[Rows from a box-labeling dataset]
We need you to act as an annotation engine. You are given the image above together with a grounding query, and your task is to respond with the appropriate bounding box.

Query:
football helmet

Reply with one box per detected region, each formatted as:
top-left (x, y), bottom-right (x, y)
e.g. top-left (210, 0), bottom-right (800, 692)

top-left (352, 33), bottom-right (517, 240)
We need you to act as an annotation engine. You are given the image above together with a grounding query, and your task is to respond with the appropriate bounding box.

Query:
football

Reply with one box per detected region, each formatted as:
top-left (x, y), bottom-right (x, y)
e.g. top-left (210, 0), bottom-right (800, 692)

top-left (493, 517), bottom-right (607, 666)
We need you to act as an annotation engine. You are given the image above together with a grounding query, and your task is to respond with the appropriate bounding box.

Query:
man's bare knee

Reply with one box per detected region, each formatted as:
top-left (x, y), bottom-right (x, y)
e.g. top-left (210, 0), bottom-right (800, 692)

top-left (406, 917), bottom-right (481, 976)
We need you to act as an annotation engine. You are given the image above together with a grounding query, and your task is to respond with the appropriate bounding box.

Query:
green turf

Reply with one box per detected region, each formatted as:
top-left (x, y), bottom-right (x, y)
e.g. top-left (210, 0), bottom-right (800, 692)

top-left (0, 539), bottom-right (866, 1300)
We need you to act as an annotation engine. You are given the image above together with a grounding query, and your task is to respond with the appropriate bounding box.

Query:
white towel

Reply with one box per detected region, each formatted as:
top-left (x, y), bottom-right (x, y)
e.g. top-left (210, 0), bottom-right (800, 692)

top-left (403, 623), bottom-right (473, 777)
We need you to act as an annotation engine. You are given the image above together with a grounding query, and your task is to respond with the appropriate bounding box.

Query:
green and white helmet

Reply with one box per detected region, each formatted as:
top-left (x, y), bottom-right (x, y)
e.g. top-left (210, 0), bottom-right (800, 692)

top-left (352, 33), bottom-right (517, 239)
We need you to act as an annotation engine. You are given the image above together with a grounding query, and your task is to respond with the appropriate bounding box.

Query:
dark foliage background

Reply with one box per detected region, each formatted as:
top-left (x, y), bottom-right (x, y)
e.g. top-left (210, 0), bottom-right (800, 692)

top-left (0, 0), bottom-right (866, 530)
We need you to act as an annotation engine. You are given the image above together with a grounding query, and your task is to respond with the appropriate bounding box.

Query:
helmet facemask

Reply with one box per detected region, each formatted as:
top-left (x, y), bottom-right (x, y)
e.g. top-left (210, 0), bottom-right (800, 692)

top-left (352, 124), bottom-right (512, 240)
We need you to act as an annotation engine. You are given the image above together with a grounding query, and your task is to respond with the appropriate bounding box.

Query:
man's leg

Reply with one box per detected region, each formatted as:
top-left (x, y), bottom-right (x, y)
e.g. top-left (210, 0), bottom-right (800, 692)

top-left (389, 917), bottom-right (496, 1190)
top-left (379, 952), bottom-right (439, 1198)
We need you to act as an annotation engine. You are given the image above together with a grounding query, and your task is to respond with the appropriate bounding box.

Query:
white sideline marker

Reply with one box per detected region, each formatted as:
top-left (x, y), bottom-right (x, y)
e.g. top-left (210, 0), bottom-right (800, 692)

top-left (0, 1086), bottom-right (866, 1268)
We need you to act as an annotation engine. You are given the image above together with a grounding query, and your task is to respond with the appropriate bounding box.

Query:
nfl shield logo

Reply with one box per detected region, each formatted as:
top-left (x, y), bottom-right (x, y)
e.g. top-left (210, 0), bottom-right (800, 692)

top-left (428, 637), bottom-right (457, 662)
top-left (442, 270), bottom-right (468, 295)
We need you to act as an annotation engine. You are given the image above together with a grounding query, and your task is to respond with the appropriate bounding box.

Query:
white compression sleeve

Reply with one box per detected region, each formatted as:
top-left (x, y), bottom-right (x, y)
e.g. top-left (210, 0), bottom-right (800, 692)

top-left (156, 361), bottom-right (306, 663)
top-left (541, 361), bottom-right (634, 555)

* * *

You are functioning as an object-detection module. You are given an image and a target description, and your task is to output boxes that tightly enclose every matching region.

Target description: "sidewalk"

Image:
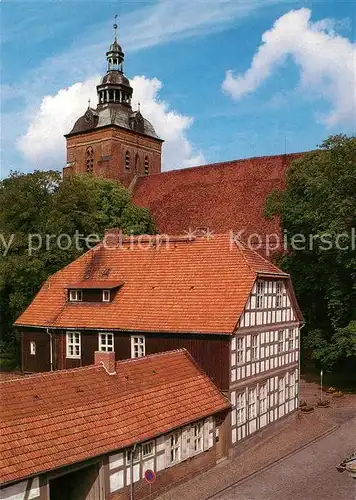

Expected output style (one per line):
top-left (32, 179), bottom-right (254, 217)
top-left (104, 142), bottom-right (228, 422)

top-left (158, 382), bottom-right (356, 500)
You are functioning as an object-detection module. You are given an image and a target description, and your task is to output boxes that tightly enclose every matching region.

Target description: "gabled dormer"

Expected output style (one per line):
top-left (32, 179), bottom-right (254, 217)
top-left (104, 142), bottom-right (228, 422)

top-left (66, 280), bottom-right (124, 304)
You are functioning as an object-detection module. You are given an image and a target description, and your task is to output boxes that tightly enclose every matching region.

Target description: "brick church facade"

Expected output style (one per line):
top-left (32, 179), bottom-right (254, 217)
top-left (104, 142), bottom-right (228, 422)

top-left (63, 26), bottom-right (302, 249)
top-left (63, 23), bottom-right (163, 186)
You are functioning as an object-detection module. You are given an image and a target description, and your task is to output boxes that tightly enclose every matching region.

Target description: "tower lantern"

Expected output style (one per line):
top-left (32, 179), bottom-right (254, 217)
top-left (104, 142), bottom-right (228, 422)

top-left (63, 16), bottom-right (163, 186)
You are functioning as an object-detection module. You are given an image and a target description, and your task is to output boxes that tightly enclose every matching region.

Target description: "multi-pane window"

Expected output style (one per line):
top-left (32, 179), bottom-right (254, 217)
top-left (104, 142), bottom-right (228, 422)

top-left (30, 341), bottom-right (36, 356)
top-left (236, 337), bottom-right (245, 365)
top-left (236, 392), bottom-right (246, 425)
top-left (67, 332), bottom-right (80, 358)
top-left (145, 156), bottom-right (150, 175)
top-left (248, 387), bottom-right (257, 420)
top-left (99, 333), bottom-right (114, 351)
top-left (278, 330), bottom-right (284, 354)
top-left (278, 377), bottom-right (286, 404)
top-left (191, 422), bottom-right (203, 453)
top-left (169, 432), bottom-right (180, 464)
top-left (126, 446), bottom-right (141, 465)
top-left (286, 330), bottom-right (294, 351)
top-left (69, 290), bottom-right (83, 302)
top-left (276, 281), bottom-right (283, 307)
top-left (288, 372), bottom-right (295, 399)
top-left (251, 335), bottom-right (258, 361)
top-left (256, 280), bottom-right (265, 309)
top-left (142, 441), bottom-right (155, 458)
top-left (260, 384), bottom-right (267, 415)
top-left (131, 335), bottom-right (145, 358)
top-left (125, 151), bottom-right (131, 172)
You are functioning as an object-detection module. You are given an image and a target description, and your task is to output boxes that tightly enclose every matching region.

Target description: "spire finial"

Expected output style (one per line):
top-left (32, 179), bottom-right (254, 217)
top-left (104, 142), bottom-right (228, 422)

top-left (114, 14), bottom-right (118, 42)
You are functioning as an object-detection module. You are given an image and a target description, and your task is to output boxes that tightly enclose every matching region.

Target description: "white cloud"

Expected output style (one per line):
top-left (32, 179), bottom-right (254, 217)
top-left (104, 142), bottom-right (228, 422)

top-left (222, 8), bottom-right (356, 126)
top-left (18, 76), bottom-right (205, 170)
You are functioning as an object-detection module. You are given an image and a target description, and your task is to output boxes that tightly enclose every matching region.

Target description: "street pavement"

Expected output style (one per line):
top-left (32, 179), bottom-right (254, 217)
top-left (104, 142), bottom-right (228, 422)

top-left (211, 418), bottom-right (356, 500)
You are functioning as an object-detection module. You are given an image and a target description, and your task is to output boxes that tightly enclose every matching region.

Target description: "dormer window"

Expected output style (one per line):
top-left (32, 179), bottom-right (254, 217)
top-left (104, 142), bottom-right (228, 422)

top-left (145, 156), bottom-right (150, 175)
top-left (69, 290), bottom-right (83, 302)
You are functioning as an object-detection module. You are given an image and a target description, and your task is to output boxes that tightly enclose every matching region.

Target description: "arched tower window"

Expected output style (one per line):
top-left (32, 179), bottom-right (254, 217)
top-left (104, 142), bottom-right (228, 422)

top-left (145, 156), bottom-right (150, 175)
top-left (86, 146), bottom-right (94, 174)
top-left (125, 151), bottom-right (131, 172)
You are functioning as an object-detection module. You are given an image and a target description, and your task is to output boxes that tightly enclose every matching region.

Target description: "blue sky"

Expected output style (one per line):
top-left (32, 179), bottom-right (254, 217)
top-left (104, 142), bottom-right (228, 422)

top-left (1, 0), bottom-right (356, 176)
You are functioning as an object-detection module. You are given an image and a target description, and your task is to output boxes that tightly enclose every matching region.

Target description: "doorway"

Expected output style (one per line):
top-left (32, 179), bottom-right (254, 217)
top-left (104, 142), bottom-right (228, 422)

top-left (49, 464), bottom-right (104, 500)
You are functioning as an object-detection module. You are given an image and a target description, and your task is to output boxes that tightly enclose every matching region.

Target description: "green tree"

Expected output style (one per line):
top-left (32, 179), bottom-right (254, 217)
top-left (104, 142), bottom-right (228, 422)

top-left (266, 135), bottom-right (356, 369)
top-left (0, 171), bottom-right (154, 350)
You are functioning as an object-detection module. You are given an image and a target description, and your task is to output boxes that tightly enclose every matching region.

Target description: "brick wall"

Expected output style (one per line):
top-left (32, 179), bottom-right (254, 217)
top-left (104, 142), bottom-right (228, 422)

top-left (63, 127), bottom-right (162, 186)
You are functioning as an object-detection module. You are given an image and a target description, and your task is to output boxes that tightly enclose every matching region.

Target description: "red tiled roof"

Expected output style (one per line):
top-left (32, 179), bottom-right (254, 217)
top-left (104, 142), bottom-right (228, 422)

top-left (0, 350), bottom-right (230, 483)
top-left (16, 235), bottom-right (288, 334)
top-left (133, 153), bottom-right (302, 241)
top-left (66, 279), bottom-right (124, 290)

**What the task requires:**
Identify every line in the records above that contains the word "dormer", matching case exactly, and copy each of those lines in full.

**Written response:**
Target description: "gabled dormer"
Target description: "dormer window"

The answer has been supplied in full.